┌─ Extract provided

- Cover of the volume

コクーン (Kokūn)
- Genre: War
- Written by: Machiko Kyō
- Published by: Akita Shoten
- English publisher: NA: Viz Media;
- Magazine: Elegance Eve
- Original run: March 26, 2009 – May 27, 2010
- Volumes: 1
- Directed by: Toko Ina
- Produced by: Hitomi Tateno
- Music by: Kensuke Ushio
- Studio: Sasayuri
- Licensed by: NA: GKIDS;
- Original network: NHK BS, NHK General TV
- Released: March 30, 2025 (early broadcast); August 25, 2025 (main broadcast);
- Runtime: 60 minutes
- Anime and manga portal

= Cocoon (manga) =

Japanese manga series

Cocoon (コクーン, Kokūn) is a Japanese manga series written and illustrated by Machiko Kyō (今日マチ子). It was serialized in Akita Shoten's josei manga magazine Elegance Eve from March 2009 to May 2010. An anime television film adaptation produced by Sasayuri premiered in March 2025.

└─

— Goal —
Reproduce the passage of the entry on the manga Cocoon that opens with the words containing "Cocoon (コクーン, Kokūn)" and closes with "in March 2025.". The lines that come next have no part in this.

┌─ Record set

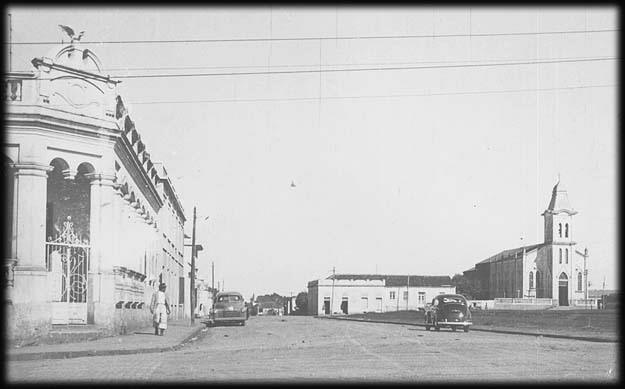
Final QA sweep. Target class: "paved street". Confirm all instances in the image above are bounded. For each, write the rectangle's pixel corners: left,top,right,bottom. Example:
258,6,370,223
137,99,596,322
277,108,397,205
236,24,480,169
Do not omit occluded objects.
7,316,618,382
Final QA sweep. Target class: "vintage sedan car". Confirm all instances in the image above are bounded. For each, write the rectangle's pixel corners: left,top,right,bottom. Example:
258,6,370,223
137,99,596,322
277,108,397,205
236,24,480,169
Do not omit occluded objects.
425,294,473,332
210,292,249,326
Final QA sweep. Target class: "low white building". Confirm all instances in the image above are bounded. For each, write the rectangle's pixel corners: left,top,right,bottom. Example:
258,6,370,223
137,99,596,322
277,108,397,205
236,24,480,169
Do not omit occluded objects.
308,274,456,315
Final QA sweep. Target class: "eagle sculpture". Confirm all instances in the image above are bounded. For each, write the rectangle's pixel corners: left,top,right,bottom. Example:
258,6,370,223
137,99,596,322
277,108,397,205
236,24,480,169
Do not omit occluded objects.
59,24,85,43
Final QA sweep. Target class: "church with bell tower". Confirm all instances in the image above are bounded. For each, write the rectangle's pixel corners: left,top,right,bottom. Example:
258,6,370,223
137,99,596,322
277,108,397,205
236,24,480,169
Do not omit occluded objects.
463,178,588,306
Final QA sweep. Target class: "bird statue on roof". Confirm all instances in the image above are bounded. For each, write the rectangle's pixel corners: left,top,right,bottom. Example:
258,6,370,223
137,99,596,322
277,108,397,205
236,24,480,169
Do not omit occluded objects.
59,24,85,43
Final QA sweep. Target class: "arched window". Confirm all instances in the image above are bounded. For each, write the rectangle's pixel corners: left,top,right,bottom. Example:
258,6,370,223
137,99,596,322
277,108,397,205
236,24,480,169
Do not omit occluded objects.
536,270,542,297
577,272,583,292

└─

— Result for this task —
Cocoon (コクーン, Kokūn) is a Japanese manga series written and illustrated by Machiko Kyō (今日マチ子). It was serialized in Akita Shoten's josei manga magazine Elegance Eve from March 2009 to May 2010. An anime television film adaptation produced by Sasayuri premiered in March 2025.